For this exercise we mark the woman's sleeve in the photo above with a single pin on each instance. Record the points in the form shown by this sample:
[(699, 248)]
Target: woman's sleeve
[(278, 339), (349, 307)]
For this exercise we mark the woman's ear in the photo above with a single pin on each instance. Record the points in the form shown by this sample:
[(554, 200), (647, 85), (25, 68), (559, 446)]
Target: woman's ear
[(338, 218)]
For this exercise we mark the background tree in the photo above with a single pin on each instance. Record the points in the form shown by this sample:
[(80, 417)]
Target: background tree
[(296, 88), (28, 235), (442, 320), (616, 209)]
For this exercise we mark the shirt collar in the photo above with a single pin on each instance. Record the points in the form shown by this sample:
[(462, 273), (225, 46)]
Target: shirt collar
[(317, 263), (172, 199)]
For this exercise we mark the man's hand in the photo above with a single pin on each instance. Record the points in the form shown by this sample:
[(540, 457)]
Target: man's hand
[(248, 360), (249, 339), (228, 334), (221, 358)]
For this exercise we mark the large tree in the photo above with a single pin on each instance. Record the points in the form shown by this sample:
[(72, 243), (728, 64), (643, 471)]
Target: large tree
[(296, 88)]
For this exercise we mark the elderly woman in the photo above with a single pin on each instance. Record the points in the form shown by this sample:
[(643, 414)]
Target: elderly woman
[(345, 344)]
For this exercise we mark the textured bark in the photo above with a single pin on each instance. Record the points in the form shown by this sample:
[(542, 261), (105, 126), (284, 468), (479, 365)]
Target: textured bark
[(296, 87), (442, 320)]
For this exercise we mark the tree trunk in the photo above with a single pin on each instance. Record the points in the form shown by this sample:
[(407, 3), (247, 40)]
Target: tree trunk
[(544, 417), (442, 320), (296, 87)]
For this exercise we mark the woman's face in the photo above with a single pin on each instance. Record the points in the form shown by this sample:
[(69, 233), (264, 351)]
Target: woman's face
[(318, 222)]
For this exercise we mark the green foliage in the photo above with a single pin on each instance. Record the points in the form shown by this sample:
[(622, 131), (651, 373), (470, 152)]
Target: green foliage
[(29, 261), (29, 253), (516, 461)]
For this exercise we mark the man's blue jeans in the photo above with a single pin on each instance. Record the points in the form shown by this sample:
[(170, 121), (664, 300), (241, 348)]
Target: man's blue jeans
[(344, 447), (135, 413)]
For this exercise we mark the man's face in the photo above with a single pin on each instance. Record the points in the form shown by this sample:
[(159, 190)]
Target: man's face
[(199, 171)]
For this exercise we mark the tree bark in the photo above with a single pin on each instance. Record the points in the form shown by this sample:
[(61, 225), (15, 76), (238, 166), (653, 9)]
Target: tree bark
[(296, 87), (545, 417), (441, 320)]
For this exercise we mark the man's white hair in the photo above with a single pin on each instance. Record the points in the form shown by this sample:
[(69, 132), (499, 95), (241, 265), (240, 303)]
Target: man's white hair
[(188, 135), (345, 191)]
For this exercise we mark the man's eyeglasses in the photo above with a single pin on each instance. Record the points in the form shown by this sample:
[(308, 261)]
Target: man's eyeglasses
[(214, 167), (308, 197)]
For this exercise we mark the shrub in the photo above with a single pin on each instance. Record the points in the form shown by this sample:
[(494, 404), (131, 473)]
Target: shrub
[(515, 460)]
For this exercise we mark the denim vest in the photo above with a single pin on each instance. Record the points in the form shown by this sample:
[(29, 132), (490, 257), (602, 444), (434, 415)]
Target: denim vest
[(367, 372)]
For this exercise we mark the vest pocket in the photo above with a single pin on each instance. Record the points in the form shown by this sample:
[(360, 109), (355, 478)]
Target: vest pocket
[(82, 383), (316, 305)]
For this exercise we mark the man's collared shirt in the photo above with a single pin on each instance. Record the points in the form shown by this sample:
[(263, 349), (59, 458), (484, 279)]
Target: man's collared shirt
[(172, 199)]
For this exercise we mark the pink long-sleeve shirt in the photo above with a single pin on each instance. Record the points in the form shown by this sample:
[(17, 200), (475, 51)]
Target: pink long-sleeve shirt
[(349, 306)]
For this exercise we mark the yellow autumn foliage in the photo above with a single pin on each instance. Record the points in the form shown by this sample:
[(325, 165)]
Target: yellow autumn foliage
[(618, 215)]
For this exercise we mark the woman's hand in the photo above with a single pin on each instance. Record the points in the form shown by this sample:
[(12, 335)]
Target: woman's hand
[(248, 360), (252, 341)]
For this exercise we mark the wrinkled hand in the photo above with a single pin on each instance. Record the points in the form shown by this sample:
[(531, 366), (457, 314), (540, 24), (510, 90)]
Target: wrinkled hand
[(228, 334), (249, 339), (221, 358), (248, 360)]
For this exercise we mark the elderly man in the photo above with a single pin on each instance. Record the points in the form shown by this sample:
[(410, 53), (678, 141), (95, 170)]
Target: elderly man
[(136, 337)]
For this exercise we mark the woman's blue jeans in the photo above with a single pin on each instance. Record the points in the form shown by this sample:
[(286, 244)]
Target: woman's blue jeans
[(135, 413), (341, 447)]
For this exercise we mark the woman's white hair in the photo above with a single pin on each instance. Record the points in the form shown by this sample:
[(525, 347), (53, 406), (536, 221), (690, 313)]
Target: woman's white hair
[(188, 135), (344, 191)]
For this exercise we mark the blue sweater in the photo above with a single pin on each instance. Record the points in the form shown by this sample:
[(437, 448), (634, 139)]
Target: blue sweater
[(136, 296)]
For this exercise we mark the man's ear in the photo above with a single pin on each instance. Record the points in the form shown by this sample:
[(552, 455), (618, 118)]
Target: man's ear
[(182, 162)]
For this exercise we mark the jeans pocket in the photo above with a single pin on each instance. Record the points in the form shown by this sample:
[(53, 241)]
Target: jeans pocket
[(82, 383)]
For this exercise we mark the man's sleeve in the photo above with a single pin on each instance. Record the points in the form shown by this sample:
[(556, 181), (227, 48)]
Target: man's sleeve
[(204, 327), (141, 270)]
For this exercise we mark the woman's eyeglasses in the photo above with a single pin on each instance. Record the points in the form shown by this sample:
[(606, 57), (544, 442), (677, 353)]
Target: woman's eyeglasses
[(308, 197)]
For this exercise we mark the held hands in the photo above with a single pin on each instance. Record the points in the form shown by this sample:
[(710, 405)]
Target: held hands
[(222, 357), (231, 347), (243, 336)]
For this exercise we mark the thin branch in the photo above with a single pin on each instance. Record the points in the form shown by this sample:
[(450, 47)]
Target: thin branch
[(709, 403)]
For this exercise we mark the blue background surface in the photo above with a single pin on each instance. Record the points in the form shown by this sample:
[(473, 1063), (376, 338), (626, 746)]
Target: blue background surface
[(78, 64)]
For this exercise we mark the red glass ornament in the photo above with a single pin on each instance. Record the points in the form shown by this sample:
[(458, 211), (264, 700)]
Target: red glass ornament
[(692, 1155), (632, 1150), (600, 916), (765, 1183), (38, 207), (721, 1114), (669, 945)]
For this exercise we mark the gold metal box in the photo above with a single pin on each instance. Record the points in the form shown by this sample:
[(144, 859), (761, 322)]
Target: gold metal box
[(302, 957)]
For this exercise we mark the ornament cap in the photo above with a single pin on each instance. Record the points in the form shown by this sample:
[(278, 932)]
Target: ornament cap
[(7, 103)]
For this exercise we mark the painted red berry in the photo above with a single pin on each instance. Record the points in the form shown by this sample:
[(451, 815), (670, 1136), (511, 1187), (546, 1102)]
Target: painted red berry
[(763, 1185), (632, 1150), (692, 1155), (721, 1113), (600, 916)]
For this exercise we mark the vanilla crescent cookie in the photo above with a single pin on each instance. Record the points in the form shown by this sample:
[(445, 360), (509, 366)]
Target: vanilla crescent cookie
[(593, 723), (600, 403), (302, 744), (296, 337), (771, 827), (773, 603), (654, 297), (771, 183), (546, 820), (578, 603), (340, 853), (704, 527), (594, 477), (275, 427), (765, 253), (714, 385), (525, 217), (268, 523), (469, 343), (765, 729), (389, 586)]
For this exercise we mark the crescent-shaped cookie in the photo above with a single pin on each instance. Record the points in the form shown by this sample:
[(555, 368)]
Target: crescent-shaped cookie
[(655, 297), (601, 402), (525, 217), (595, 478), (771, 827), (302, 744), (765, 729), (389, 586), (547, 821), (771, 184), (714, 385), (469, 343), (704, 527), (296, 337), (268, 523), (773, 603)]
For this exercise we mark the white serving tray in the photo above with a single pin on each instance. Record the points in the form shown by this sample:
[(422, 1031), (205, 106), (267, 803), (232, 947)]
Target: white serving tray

- **YOUR GOAL**: The range runs from the line above containing "[(12, 335)]" to the line containing "[(531, 366), (457, 314), (540, 24), (510, 90)]", inclusive. Restate those lines word for word and no others.

- **REPLY TO THE EXERCISE**:
[(12, 335)]
Target: woman's hand
[(248, 360), (252, 341)]
For this exercise we mark the wrinkled hand in the photo above with a single pin on each instance. Record the points in the form shown by this sample:
[(531, 366), (457, 314), (540, 24), (510, 90)]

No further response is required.